Recopiez mot pour mot l'extrait sur les différentes formes de marche, du début à la fin.

***** EXTRAIT *****

Derrière un geste aussi simple que marcher se cachent en réalité plusieurs formes de mobilité, que l’étude de l’ADEME a pris soin de distinguer pour mieux les mesurer. La plus évidente est celle des déplacements à pied « de point à point », c’est-à-dire pour aller au travail, à l’école, faire ses courses ou encore se rendre à un rendez-vous. Cette catégorie inclut aussi la « marche intermodale », à savoir les trajets pour rejoindre un bus, une gare ou simplement sa voiture garée un peu plus loin (oui ça compte !). Viennent ensuite la marche de loisir, de sport ou encore de randonnée, qui répondent à une recherche de bien-être, d’activité physique ou de détente. Enfin, il existe une forme de marche plus discrète, mais considérable par son volume : la marche dans les espaces privés. Ce sont tous les pas effectués au quotidien à l’intérieur d’un logement, d’une entreprise, d’un centre commercial ou d’un parking (ça aussi ça compte). En intégrant ces trois dimensions, l’étude de l’ADEME propose pour la première fois une vision complète et réaliste de la marche comme pratique quotidienne, qu’elle soit utilitaire, récréative ou simplement ordinaire. Alors… comment marchent les Français ?

***** DONNÉES PRÉSENTÉES *****

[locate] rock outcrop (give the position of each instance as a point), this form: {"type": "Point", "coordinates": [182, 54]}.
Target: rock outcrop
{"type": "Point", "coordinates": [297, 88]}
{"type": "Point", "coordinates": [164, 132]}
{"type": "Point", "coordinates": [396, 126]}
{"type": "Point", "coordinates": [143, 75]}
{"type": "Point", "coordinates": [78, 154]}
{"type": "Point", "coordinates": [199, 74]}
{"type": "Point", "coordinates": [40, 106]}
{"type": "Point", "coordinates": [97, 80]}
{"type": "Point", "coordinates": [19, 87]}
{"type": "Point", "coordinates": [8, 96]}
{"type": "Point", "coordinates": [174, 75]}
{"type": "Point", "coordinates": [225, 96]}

*****

CORRIGÉ ::
Derrière un geste aussi simple que marcher se cachent en réalité plusieurs formes de mobilité, que l’étude de l’ADEME a pris soin de distinguer pour mieux les mesurer. La plus évidente est celle des déplacements à pied « de point à point », c’est-à-dire pour aller au travail, à l’école, faire ses courses ou encore se rendre à un rendez-vous. Cette catégorie inclut aussi la « marche intermodale », à savoir les trajets pour rejoindre un bus, une gare ou simplement sa voiture garée un peu plus loin (oui ça compte !). Viennent ensuite la marche de loisir, de sport ou encore de randonnée, qui répondent à une recherche de bien-être, d’activité physique ou de détente. Enfin, il existe une forme de marche plus discrète, mais considérable par son volume : la marche dans les espaces privés. Ce sont tous les pas effectués au quotidien à l’intérieur d’un logement, d’une entreprise, d’un centre commercial ou d’un parking (ça aussi ça compte). En intégrant ces trois dimensions, l’étude de l’ADEME propose pour la première fois une vision complète et réaliste de la marche comme pratique quotidienne, qu’elle soit utilitaire, récréative ou simplement ordinaire. Alors… comment marchent les Français ?